■ Exercises ■
1: Decide whether each statement agrees with the article on database index design below. Answer yes or no for each, and quote the exact words from the article that settle it.
(a) For OLTP workloads, the article recommends creating only the fewest indexes that meet your indexing needs.
(b) The article says indexes should be planned starting from the table structure.
(c) According to the article, the query conditions an index can match appear only in the WHERE clause.
2: Resume the article on database index design below, picking up right after its last sentence.

━━━━━ Text segment

Tomas

Posted on Feb 24, 2023 • Edited on Nov 6, 2024

Principles of Database Index Design

#sql #index #pawsql #discuss

Channel of advanced SQL tuning

Overview

Indexes are one of the most important tools for optimizing database performance. However, creating too many indexes or indexing the wrong columns can also have a negative impact on performance. Therefore, it is important to follow certain principles when designing indexes.

Principle 1. Create indexes based on your workload

The most important principle for creating efficient indexes is to create indexes based on your workload, not your table structure. The purpose of an index is to improve the efficiency of operations in the database, and SQL statements executed against a database make up the workload of the database. Therefore, any other index creation methods that do not start from the workload are incorrect.

When building a set of indexes for a workload, we need to consider the following characteristics of the workload:

SQL type: In OLTP scenarios where users frequently insert new data and modify existing data, multiple indexes may have a negative impact on performance. It is recommended to create the minimum number of indexes to meet your indexing requirements. In OLAP scenarios where queries are dominal usage, you can add more indexes, each index can have multiple columns, and even function indexes and condition indexes can be created.
SQL frequency: Indexes should be created for the most frequently used queries. By creating the best indexes for these queries, the overall performance of the system can be maximized.
Importance of SQL queries: The more important a query is, the more you may want to optimize its performance by creating an index.
The structure of the SQL query itself.

Principle 2. Create indexes based on the structure of SQLs

The functions of indexes are as follows:

Quickly locate data
Avoid sorting
Avoid table lookup

Fast Location

Indexes can quickly locate data by matching the query conditions, which may be in the WHERE clause, HAVING clause, or ON clause. The matching principle between indexes and conditions follows the leftmost prefix matching principle.

━━━━━━━━━━
━━━━━ Provided data

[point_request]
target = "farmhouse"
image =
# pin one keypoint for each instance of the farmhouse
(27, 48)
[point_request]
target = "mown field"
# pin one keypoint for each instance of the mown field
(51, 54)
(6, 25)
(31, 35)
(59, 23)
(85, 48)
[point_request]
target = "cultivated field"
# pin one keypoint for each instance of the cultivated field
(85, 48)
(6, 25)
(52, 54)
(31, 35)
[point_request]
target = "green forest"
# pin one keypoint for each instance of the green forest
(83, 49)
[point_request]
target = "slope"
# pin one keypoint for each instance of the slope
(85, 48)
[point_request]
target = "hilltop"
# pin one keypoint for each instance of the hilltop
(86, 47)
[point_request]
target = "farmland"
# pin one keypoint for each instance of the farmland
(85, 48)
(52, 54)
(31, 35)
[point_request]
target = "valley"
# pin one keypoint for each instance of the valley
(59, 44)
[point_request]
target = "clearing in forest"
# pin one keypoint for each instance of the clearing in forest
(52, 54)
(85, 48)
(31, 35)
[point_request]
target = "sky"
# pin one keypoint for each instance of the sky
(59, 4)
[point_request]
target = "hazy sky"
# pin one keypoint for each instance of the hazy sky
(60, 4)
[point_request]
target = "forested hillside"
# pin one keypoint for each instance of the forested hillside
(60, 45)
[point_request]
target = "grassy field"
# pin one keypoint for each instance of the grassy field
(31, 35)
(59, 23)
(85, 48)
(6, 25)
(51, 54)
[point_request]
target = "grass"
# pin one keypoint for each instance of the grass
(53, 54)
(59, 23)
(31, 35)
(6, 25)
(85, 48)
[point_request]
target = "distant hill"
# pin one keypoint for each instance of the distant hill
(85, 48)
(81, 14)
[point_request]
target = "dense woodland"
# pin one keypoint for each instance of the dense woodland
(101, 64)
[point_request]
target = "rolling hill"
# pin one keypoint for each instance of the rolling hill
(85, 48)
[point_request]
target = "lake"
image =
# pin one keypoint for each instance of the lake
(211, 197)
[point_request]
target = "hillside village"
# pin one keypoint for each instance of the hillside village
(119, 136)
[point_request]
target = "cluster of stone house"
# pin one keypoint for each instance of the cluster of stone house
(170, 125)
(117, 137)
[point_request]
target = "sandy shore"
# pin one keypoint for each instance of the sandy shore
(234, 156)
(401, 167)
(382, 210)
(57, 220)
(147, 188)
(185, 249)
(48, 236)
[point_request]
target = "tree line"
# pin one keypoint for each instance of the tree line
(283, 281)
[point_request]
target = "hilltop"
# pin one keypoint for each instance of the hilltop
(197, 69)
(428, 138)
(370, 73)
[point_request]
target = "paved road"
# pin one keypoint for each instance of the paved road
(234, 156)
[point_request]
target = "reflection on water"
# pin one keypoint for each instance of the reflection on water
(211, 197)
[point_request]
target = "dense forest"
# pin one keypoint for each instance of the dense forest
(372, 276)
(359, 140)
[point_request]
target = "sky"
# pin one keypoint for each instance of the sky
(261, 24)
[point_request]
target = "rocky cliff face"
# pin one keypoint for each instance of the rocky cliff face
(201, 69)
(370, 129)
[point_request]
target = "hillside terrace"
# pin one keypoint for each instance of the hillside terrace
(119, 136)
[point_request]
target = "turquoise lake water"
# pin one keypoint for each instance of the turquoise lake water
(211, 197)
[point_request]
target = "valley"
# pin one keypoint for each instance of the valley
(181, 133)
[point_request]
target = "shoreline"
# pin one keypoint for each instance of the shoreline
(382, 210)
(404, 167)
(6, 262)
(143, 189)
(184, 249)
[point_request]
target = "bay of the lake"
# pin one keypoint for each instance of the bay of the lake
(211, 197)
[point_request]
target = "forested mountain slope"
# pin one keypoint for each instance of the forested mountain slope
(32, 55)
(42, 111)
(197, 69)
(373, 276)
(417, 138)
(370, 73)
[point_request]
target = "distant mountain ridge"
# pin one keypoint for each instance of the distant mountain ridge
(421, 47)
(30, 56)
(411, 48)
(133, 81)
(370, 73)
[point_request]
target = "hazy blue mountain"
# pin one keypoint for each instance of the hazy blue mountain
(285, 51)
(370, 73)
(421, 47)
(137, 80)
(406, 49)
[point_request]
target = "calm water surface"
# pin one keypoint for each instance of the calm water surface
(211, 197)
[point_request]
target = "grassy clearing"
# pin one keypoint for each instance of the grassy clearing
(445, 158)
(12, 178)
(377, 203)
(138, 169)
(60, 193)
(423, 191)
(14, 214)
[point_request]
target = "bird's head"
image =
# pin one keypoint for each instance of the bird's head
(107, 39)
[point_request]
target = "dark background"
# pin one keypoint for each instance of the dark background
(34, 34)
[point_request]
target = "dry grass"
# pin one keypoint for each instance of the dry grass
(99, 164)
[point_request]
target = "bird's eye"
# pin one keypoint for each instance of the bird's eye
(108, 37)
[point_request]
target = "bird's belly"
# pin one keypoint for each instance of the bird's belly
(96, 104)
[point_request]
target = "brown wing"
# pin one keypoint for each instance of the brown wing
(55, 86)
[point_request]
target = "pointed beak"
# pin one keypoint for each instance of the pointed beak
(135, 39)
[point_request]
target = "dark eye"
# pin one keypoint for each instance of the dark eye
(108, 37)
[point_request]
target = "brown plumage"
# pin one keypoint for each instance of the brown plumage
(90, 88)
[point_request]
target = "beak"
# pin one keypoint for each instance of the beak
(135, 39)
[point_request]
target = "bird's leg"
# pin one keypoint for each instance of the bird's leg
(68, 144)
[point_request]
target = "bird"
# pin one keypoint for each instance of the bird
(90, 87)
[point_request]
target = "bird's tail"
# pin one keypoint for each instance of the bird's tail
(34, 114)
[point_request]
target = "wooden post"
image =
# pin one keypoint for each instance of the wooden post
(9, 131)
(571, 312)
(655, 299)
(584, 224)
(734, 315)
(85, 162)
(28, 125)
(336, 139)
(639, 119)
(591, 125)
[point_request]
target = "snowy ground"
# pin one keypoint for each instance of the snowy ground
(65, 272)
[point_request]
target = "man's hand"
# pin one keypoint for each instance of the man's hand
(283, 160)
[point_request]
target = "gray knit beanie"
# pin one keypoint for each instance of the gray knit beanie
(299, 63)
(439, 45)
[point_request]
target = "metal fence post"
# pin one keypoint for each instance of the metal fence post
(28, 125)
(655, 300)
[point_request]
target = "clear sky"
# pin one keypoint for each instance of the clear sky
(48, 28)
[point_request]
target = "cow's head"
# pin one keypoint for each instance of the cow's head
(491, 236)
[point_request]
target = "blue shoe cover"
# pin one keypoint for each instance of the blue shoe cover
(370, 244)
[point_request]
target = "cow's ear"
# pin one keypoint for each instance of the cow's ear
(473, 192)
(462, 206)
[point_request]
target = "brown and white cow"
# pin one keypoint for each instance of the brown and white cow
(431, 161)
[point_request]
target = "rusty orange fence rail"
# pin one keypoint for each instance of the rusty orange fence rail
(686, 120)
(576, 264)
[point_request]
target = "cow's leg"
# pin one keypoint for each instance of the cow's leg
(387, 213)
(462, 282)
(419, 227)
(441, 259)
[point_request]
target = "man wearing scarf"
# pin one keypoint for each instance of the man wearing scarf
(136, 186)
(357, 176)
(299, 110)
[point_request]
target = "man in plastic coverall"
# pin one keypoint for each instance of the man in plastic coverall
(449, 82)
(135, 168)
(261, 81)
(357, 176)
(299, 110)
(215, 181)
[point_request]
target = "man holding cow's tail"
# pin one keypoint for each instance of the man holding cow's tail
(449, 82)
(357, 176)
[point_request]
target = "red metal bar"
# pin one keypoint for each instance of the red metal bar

━━━━━━━━━━

■ Outputs by task ■
1:
(a) Yes: "It is recommended to create the minimum number of indexes to meet your indexing requirements."
(b) No: "create indexes based on your workload, not your table structure."
(c) No: "which may be in the WHERE clause, HAVING clause, or ON clause."

2:
Leftmost Prefix Matching Principle

The leftmost prefix matching principle refers to when the equal query conditions accurately match the leftmost consecutive column or several columns of an index, this column can be used to matching index. When encountering range queries (> , < , between, like), matching stops, but the the range condition is matched.

For the composite index lineitem (l_shipdate, l_quantity), the first two SQL queries below satisfy the leftmost prefix matching principle and can use the index. The last one does not meet the leftmost prefix matching principle and cannot use the index.

select * from lineitem where l_shipdate = date '2021-12-01'; -- index can be used
select * from lineitem where l_shipdate = date '2021-12-01' and l_quantity = 100; -- index can be used
select * from lineitem where l_quantity = 100; -- The index cannot be used

The execution plans for these three SQL queries are as follows:

-> Index lookup on lineitem using lidx (L_QUANTITY=100.00, L_SHIPDATE=DATE'2021-12-01') (cost=0.35 rows=1)

-> Index lookup on lineitem using lidx (L_QUANTITY=100.00, L_SHIPDATE=DATE'2021-12-01') (cost=0.35 rows=1)

-> Filter: (lineitem.L_QUANTITY = 100.00) (cost=15208.05 rows=49486)
     -> Table scan on lineitem (cost=15208.05 rows=148473)

Besides the leftmost prefix principle, when creating a composite index, you should also consider the number of distinct values(Cardinality) when deciding the order of them index fields. The fields with higher Cardinality should be placed first.

Equal Conditions

Single table equal condition
- COL = 'A'
- COL IN ('A')

Equal conditions in table joins, when a table is used as a driven table, the equal join condition can also be considered as the equal condition is used for index matching.

T1.COL = T2.COL

select * from orders, lineitem where o_orderkey = l_orderkey;

Execution plan of above query

-> Nested loop inner join (cost=484815.77 rows=1326500)
    -> Table scan on orders (cost=20540.71 rows=200128)
    -> Index lookup on lineitem using lineitem_idx(L_ORDERKEY=orders.O_ORDERKEY) (cost=1.66 rows=7)

Range Conditions

range operators (>,>=,<,<=,BETWEEN)
IN ('A','B')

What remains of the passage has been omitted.